WRITTEN PROBLEM:
Copy out the entries exactly, from the first line to the last.

MATERIALS PROVIDED:

==================================================

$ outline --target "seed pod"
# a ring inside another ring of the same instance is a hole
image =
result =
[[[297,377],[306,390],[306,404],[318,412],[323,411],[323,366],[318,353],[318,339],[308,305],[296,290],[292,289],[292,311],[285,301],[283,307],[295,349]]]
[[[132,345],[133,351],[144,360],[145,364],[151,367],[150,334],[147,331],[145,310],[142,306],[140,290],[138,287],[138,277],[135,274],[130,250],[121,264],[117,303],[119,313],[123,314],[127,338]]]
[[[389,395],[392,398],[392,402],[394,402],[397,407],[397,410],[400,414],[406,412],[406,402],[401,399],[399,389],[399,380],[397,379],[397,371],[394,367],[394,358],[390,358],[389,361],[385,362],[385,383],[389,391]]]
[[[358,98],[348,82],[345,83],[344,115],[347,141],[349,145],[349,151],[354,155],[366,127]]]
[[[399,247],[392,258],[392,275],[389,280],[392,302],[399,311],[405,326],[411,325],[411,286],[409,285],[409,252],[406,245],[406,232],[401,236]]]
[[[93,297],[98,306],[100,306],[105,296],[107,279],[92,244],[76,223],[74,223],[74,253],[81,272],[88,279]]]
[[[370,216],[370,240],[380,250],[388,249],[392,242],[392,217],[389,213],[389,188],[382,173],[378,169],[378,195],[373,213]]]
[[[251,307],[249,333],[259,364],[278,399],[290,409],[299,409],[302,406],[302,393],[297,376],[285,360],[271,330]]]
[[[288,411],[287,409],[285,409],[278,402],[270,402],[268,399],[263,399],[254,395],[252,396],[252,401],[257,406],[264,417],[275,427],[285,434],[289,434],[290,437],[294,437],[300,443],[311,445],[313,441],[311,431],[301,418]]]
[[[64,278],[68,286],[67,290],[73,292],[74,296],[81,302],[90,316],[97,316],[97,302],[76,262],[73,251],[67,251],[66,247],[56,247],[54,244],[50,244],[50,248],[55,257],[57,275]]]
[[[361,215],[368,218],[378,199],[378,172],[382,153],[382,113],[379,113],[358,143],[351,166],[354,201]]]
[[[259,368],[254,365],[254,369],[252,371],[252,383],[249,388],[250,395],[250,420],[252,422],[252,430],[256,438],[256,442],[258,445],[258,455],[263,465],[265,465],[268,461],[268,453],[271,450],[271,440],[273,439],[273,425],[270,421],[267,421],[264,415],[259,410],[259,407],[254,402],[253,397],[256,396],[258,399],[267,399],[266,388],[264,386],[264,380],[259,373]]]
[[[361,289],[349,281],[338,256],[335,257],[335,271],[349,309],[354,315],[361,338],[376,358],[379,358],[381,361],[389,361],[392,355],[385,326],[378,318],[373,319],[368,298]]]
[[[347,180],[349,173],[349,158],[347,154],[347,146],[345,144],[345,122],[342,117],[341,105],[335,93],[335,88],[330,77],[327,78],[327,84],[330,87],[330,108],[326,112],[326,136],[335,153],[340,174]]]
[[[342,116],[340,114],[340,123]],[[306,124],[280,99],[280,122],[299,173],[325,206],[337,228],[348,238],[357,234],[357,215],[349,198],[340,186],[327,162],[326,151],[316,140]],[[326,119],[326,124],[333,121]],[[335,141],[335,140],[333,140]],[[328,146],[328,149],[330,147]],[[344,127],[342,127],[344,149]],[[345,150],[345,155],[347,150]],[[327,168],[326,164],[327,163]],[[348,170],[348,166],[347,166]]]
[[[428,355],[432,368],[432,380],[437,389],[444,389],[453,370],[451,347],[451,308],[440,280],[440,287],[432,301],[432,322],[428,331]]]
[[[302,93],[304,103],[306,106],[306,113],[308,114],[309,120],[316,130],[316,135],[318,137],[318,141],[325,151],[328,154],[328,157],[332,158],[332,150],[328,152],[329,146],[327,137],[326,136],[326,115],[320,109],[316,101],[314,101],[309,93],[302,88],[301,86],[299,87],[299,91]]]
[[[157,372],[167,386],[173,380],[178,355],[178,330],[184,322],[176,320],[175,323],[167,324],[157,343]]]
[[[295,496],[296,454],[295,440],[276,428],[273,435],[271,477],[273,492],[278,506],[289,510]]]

==================================================

REPLY TO THE TASK:
$ outline --target "seed pod"
# a ring inside another ring of the same instance is a hole
image =
result =
[[[297,377],[306,390],[306,404],[318,412],[323,411],[323,366],[318,353],[318,339],[308,305],[296,290],[292,289],[292,311],[285,301],[283,307],[295,349]]]
[[[132,345],[133,351],[144,360],[145,364],[151,367],[150,334],[147,331],[145,310],[142,306],[140,290],[138,287],[138,277],[135,274],[130,250],[121,264],[117,303],[119,313],[123,314],[127,338]]]
[[[389,395],[392,398],[392,402],[394,402],[397,407],[397,410],[400,414],[406,412],[406,402],[401,399],[399,389],[399,380],[397,379],[397,371],[394,367],[394,358],[390,358],[389,361],[385,362],[385,383],[389,391]]]
[[[358,98],[348,82],[345,83],[344,115],[347,141],[349,145],[349,151],[354,155],[366,127]]]
[[[399,247],[392,258],[392,275],[389,280],[392,302],[399,311],[405,326],[411,325],[411,286],[409,285],[409,252],[406,245],[406,232],[401,236]]]
[[[93,297],[98,306],[100,306],[105,296],[107,279],[92,244],[76,223],[74,223],[74,253],[81,272],[88,279]]]
[[[370,216],[370,240],[380,250],[388,249],[392,242],[392,217],[389,213],[389,188],[382,173],[378,169],[378,195],[373,213]]]
[[[251,307],[249,333],[259,364],[278,399],[290,409],[299,409],[302,406],[302,393],[297,376],[285,360],[271,330]]]
[[[288,411],[287,409],[285,409],[278,402],[270,402],[268,399],[263,399],[254,395],[252,396],[252,401],[257,406],[264,417],[275,427],[285,434],[289,434],[290,437],[294,437],[300,443],[311,445],[313,441],[311,431],[301,418]]]
[[[64,278],[68,286],[67,290],[73,292],[74,296],[81,302],[90,316],[97,316],[97,302],[76,262],[73,251],[67,251],[66,247],[56,247],[54,244],[50,244],[50,248],[55,257],[57,275]]]
[[[361,215],[368,218],[378,199],[378,172],[382,153],[382,113],[379,113],[358,143],[351,166],[354,201]]]
[[[259,368],[254,365],[254,369],[252,371],[252,383],[249,388],[250,395],[250,420],[252,422],[252,430],[256,438],[256,442],[258,445],[258,455],[263,465],[265,465],[268,461],[268,453],[271,450],[271,440],[273,439],[273,425],[270,421],[267,421],[264,415],[259,410],[259,407],[254,402],[253,397],[256,396],[258,399],[267,399],[266,388],[264,386],[264,380],[259,373]]]
[[[361,289],[349,281],[338,256],[335,257],[335,271],[349,309],[354,315],[361,338],[376,358],[379,358],[381,361],[389,361],[392,355],[385,326],[378,318],[373,319],[368,298]]]
[[[347,180],[349,173],[349,158],[347,154],[347,146],[345,144],[345,122],[342,117],[341,105],[335,93],[335,88],[330,77],[327,78],[327,84],[330,87],[330,108],[326,112],[326,136],[335,153],[340,174]]]
[[[342,116],[340,114],[340,123]],[[306,124],[280,99],[280,122],[299,173],[325,206],[337,228],[348,238],[357,234],[357,215],[349,198],[340,186],[327,162],[326,151],[316,140]],[[326,119],[326,124],[333,121]],[[335,141],[335,140],[333,140]],[[328,146],[328,149],[330,147]],[[344,127],[342,127],[344,149]],[[345,150],[345,155],[347,150]],[[327,168],[326,164],[327,163]],[[348,170],[348,166],[347,166]]]
[[[428,355],[432,368],[432,380],[437,389],[444,389],[453,370],[451,347],[451,308],[440,280],[440,287],[432,301],[432,322],[428,331]]]
[[[302,93],[304,103],[306,106],[306,113],[308,114],[309,120],[316,130],[316,135],[318,137],[318,141],[325,151],[328,154],[328,157],[332,158],[332,150],[328,152],[329,146],[327,137],[326,136],[326,115],[320,109],[316,101],[314,101],[309,93],[302,88],[301,86],[299,87],[299,91]]]
[[[157,372],[167,386],[173,380],[178,355],[178,330],[184,322],[176,320],[175,323],[167,324],[157,343]]]
[[[295,496],[296,454],[295,440],[276,428],[273,435],[271,477],[273,492],[278,506],[289,510]]]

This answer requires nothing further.